### Available data

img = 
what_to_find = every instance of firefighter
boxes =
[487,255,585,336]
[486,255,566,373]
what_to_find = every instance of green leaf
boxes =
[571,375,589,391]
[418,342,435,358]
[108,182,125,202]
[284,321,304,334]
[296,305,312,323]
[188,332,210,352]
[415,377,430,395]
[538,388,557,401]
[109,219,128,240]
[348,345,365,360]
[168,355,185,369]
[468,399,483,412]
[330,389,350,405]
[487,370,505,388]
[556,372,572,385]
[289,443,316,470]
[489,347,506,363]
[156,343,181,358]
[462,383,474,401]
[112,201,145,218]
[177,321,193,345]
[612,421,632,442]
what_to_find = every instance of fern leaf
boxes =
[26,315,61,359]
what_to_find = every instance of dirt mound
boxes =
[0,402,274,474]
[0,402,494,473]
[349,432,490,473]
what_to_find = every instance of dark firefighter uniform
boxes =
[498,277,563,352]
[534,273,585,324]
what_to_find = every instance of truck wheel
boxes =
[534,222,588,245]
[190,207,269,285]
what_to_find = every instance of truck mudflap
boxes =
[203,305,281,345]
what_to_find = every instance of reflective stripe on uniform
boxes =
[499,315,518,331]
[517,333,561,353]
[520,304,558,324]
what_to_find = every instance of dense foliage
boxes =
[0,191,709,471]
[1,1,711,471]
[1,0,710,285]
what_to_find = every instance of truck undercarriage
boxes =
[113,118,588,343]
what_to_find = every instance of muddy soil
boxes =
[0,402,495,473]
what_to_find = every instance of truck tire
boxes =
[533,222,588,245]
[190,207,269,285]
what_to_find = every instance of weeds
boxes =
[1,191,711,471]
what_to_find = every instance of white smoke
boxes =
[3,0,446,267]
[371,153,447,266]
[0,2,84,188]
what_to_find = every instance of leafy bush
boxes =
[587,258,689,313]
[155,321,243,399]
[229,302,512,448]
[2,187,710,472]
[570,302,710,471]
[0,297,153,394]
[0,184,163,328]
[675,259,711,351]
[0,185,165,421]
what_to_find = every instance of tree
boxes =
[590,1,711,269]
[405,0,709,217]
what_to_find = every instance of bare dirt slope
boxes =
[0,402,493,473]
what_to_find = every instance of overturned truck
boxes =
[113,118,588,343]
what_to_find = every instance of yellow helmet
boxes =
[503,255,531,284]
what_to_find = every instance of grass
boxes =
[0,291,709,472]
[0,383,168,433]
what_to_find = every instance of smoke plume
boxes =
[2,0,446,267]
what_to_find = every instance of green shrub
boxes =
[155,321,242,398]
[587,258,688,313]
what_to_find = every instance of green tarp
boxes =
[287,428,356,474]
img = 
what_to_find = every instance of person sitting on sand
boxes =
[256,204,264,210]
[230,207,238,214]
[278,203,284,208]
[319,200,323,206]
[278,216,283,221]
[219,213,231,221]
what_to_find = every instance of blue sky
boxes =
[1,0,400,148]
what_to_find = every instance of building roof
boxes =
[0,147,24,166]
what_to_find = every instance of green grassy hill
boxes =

######

What you need to do: Find every line in the records that has the word "smoke". Then report the count alone.

Solved exercise: 2